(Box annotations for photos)
##############################

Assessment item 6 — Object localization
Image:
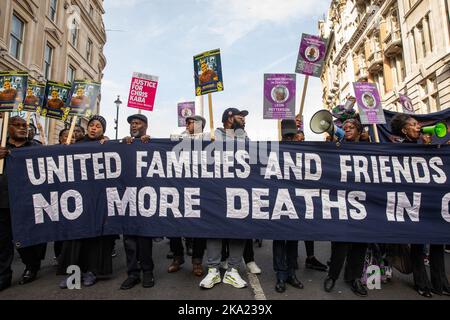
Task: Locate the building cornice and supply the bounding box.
[72,0,106,46]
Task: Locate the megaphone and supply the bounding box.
[309,110,344,141]
[420,122,447,138]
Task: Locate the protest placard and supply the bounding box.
[194,49,223,96]
[40,81,72,121]
[177,101,195,127]
[19,81,46,113]
[127,72,158,111]
[399,94,415,114]
[295,33,327,77]
[353,82,386,124]
[69,80,100,118]
[264,73,296,119]
[0,71,28,112]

##############################

GIVEN PROBLEM
Present all the material above as a two-column CSV headed task and boxes, with one row for each line beginning "Task:". Put that line's text and its answer each in a single quoted field, turn any line breaks into spaces, and leave out the pictures.

SOLUTION TO THE EXERCISE
task,boxes
"Assessment item 6 — Object localization Image: Task: Locate the building cornice and supply the bounding box.","[72,0,106,46]"
"Task: Locate the megaphone and supply the bounding box.","[309,110,344,141] [420,122,447,138]"
"Task: Locate the protest placard and supply the bounding box.","[194,49,223,96] [40,81,72,121] [177,101,195,127] [19,81,46,113] [127,72,158,111] [399,94,415,114] [295,33,327,77] [353,82,386,124] [69,80,100,118] [264,73,296,119] [0,71,28,112]"